[Collection entries]

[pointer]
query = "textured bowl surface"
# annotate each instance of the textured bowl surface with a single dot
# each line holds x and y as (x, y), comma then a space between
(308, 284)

What the task asks:
Rewrite every one of the records with each occurrence of "bowl" swapped for "dish", leaving everything else unchanged.

Correct answer:
[pointer]
query = "textured dish surface"
# annotate each instance of the textured dish surface with a single dot
# each line holds x and y as (x, y), comma then a space between
(308, 284)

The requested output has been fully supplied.